Assignment: Copy all lines below that use the word "humpback".

Data excerpts:
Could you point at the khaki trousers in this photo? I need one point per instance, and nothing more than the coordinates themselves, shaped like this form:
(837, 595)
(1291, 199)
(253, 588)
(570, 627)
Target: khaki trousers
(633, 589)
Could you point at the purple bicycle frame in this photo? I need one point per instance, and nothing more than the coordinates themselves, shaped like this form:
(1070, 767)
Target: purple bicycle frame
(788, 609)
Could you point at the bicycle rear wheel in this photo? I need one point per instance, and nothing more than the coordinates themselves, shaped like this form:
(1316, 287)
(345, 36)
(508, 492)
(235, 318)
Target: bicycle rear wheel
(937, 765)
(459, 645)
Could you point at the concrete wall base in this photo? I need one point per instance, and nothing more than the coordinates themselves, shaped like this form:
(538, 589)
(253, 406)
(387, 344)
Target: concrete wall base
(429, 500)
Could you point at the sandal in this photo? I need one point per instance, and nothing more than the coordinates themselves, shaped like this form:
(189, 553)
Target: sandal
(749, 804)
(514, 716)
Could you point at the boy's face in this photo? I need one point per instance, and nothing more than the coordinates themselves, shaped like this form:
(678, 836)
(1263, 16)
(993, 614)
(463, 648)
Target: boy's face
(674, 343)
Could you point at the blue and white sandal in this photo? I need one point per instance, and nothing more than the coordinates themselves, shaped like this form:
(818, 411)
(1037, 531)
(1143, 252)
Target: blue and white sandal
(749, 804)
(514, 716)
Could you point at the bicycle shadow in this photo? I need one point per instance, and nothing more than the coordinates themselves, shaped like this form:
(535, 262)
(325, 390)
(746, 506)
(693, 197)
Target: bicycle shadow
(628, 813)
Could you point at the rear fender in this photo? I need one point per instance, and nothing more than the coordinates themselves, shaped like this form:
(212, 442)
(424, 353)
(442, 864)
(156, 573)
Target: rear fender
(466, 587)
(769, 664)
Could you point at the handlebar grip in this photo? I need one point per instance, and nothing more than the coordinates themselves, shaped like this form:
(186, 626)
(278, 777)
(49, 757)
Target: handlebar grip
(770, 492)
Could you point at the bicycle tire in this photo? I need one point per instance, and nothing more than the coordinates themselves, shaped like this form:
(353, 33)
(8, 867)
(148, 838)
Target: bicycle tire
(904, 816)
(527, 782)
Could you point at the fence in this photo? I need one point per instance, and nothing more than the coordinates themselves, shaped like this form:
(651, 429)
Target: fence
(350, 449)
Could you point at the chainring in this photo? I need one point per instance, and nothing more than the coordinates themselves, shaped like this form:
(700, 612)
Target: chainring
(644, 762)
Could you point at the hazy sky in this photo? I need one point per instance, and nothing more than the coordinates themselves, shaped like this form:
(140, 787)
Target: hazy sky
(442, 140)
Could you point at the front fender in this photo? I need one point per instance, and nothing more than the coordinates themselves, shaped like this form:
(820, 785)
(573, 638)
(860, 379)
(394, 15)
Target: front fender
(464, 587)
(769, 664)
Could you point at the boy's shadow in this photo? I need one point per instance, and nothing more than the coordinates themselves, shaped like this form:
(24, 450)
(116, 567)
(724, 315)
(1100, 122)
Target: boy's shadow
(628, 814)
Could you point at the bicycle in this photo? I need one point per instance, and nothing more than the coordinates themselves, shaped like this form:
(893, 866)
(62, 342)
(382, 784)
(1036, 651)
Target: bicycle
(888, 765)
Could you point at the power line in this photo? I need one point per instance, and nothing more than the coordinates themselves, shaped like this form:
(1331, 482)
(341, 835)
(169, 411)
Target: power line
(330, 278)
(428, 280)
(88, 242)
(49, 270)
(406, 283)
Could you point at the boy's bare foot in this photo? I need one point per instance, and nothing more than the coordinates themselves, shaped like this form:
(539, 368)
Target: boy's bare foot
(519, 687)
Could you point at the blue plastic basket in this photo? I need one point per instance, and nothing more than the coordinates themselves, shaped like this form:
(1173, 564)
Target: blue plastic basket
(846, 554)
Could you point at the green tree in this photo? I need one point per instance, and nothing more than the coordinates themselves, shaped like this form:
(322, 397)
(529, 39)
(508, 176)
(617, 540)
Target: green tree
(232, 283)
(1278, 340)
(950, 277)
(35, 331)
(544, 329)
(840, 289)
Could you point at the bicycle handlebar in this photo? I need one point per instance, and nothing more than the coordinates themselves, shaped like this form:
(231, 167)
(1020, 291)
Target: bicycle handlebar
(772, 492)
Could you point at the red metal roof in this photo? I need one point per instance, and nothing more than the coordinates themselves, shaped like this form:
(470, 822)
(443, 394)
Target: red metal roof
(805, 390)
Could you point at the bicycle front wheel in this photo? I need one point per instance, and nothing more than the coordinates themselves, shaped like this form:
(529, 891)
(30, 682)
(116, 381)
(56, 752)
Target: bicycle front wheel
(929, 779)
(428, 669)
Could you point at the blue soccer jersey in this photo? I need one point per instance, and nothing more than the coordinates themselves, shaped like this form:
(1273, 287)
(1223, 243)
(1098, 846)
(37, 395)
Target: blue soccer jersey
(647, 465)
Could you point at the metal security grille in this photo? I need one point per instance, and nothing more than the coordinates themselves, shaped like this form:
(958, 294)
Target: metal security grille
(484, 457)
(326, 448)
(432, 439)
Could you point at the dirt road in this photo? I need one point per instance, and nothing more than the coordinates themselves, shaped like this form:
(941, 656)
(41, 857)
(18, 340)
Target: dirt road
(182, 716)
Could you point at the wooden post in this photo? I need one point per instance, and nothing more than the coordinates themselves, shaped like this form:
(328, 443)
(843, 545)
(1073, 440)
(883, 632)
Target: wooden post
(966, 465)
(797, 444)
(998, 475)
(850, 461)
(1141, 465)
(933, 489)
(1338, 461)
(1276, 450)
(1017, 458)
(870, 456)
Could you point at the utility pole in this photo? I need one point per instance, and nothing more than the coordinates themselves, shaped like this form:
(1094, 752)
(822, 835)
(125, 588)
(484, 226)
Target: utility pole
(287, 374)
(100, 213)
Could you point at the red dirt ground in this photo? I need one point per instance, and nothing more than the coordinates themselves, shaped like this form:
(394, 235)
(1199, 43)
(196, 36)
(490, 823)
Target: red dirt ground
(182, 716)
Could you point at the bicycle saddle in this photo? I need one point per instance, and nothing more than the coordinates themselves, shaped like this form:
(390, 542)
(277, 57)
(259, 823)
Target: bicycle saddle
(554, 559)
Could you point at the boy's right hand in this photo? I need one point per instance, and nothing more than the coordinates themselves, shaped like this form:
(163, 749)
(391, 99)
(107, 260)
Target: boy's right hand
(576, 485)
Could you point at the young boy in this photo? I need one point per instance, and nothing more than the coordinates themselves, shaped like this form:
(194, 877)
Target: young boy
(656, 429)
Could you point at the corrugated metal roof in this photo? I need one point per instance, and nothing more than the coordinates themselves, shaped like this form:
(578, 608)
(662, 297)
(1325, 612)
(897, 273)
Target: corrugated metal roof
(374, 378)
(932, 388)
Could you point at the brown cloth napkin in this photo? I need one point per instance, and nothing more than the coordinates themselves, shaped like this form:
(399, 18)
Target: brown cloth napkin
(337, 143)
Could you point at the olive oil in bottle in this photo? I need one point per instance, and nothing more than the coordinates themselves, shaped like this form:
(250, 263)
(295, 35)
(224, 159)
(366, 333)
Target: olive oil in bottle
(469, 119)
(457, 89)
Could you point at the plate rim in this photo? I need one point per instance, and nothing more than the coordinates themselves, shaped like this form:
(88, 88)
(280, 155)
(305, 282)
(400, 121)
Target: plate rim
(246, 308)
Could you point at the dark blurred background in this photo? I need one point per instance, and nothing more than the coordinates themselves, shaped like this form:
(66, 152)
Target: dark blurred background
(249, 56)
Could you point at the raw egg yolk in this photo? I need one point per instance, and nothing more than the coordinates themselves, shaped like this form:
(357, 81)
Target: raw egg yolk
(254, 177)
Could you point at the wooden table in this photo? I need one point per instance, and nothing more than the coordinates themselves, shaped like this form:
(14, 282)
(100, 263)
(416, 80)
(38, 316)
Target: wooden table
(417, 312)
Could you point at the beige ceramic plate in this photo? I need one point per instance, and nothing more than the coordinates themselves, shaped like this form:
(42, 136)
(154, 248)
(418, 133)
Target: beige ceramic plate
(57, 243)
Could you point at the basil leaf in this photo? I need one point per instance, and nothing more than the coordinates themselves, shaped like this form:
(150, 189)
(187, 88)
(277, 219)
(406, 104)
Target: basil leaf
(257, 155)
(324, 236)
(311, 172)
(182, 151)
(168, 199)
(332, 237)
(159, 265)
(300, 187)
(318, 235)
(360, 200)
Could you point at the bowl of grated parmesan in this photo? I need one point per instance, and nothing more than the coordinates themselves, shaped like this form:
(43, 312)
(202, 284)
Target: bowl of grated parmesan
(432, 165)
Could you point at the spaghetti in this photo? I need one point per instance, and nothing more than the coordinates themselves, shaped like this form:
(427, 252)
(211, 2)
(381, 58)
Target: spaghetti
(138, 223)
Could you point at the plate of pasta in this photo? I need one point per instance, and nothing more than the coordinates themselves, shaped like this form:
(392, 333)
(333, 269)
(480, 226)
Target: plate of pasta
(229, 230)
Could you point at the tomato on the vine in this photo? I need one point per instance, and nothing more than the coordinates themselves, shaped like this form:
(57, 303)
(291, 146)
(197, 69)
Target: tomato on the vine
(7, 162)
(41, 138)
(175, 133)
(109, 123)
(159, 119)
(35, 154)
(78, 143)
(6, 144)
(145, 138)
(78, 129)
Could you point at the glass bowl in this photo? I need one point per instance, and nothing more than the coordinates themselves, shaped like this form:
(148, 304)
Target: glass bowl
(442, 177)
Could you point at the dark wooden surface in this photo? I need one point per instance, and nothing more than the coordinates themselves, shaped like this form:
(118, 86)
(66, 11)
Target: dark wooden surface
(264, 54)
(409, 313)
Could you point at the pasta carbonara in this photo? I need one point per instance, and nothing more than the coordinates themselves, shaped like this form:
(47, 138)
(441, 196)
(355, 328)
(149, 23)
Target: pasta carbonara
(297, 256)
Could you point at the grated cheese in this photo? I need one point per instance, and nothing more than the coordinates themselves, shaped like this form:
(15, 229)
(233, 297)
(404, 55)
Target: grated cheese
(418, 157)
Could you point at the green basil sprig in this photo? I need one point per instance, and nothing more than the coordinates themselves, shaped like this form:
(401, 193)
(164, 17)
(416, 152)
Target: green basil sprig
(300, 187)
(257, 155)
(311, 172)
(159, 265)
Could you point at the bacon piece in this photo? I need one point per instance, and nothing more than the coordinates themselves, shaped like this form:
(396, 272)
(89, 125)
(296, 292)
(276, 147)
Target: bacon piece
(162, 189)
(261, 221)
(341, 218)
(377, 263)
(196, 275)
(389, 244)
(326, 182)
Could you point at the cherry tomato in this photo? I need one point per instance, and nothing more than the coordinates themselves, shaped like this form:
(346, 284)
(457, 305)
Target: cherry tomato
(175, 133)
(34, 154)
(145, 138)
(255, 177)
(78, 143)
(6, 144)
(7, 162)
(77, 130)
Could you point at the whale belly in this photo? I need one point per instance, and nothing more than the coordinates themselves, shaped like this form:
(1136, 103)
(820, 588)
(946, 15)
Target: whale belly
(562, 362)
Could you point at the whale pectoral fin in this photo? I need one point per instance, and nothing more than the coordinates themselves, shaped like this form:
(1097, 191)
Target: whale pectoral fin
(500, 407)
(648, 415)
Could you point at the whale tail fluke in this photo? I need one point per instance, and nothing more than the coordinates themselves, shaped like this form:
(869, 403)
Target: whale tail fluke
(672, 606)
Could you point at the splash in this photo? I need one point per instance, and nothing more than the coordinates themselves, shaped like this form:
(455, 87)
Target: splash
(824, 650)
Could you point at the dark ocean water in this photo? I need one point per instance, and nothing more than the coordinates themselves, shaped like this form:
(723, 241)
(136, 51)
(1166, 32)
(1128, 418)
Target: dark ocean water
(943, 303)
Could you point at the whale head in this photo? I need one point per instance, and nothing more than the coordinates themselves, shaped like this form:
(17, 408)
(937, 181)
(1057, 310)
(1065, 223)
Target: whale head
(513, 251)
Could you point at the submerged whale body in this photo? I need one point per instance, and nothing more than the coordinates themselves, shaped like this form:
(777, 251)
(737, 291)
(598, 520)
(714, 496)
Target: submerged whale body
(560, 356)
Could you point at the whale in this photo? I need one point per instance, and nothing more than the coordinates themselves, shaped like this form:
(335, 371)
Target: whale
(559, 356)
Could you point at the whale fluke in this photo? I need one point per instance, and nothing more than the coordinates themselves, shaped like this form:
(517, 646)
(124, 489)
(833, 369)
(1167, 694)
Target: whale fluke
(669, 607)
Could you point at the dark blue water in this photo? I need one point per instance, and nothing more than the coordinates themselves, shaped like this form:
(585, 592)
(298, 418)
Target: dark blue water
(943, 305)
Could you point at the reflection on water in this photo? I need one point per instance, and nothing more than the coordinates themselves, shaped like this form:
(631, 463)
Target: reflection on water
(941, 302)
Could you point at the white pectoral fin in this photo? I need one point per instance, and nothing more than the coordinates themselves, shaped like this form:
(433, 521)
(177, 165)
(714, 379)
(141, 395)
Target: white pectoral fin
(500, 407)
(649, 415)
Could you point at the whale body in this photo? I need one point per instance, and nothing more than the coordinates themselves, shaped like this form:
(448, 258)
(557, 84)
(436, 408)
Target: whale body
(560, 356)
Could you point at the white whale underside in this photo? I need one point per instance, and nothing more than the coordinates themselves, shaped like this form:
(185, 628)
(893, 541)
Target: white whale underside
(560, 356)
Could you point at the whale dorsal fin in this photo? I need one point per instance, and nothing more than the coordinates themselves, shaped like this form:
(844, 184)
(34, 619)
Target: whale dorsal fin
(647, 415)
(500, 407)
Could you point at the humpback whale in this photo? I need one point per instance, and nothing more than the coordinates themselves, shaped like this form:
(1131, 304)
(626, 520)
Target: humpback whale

Exercise response:
Could you point at the humpback whale in this photo? I need one point per instance, and nothing more than the coordinates themselves, shaped like this form:
Target: humpback whale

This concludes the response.